- [What is required]: Find "glove. Tag each instance with a single point." in the records that follow; print that line and each subsequent line through the last one, verbatim and with nothing added.

- [Listed records]:
>>
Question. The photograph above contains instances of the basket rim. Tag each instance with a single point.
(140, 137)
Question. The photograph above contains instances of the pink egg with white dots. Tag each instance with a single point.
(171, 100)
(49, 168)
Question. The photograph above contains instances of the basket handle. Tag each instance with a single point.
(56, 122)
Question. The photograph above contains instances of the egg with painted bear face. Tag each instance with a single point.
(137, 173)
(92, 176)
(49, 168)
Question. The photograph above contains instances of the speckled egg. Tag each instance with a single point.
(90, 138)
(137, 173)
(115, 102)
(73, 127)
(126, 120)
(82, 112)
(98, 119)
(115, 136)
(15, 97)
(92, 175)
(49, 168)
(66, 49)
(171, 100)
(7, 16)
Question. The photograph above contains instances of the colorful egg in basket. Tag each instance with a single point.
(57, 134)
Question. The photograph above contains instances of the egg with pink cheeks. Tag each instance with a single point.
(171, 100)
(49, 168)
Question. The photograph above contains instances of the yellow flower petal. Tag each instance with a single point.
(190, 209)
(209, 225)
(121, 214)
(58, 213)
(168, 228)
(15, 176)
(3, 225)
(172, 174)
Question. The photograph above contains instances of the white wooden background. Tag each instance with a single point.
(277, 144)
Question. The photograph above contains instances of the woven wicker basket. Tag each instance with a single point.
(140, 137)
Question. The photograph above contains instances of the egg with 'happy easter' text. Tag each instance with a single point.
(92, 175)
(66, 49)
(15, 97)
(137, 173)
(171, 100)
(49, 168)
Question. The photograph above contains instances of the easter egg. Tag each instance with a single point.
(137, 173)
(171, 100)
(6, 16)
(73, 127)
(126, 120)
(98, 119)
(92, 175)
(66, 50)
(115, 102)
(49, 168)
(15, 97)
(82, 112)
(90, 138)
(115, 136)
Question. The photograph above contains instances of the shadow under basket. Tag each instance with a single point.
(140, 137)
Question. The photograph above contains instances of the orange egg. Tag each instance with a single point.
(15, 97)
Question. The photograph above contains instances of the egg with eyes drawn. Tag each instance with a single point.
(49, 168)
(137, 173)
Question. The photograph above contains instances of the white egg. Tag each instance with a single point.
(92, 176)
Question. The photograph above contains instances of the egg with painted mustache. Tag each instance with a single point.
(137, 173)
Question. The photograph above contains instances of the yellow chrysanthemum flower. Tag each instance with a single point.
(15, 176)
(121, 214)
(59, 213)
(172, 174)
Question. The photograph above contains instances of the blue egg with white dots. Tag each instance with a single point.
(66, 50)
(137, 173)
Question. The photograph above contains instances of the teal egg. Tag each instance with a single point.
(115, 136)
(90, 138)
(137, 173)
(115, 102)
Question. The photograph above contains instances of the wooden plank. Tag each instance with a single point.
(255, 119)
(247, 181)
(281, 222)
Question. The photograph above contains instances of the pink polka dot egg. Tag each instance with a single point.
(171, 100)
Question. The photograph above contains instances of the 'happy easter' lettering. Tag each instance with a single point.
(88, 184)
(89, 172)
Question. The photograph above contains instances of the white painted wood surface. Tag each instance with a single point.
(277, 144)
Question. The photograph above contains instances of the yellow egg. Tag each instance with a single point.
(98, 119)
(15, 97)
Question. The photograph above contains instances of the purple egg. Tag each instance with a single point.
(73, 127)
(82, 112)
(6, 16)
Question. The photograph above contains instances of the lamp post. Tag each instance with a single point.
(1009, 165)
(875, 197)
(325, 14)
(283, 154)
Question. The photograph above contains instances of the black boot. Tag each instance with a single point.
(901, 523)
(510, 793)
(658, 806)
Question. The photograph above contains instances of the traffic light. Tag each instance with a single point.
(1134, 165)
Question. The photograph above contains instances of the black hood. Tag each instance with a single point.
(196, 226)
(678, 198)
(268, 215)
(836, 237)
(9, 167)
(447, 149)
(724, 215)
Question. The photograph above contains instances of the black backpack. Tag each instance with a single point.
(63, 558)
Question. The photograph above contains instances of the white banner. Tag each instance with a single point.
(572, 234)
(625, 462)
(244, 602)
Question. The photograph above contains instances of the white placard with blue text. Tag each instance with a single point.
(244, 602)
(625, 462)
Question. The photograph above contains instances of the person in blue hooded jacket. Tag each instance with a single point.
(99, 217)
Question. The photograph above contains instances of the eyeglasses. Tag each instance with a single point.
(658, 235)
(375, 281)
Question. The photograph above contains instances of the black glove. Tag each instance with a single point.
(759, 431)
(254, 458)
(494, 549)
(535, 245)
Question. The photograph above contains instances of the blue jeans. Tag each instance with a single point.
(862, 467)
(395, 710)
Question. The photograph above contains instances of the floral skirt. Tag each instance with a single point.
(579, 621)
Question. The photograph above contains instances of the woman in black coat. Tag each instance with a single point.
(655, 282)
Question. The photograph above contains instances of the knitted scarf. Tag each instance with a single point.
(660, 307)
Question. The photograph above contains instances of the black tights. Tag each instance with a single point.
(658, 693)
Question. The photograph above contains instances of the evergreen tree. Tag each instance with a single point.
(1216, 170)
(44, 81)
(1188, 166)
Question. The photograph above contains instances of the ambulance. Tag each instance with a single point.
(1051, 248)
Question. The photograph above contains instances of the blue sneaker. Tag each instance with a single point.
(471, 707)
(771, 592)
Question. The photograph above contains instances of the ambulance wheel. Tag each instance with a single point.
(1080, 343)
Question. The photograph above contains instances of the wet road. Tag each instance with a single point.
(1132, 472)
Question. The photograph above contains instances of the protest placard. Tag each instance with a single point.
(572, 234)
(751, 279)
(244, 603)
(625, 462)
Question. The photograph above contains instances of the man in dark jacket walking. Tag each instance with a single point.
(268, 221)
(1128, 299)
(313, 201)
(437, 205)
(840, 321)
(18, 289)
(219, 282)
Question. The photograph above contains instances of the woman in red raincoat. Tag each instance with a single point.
<<
- [Exercise result]:
Question. The photograph above contains instances of the black glove. Tag each instance with a single point.
(759, 431)
(254, 458)
(494, 549)
(535, 245)
Question. The photograph above contains instances of the blue jeans. Tag each instance with a single point.
(862, 467)
(395, 710)
Question. The photograph above contains instances of the floral skirt. Tag each instance with a single point.
(579, 621)
Question. The photograph above contains instances of the woman in black coat. Tag each instance with a single point.
(655, 282)
Question. The photograph above contains instances of the knitted scarf. Tag each instance with a single point.
(660, 307)
Question. The photograph above contains instances of the black tights. Tag each instance with a single point.
(658, 693)
Question. The photograph above contains instances of the evergreen tree. Tag each instance with a single point.
(1216, 170)
(44, 81)
(1188, 166)
Question. The photograph above contains instances of the ambulance. Tag each instance with a single point.
(1051, 248)
Question. The photograph above contains instances of the blue sneaker. Tag each instance with a single point.
(471, 707)
(771, 592)
Question. The photograph above contains instances of the ambulance wheel. Tag each instance with a single point.
(1080, 343)
Question. The photograph above contains instances of the wet road. Tag each instance with a single point.
(1132, 472)
Question. The photograph above contains instances of the protest placard. Tag each instance with a single point.
(572, 234)
(751, 279)
(244, 603)
(625, 462)
Question. The photograph above contains instances of the man in dark jacket walking. Tag each instance with a single point.
(268, 221)
(1128, 299)
(313, 201)
(437, 205)
(840, 321)
(18, 289)
(219, 282)
Question. The photograph above contains instances of the woman in red raincoat. Tag each instance with a single point.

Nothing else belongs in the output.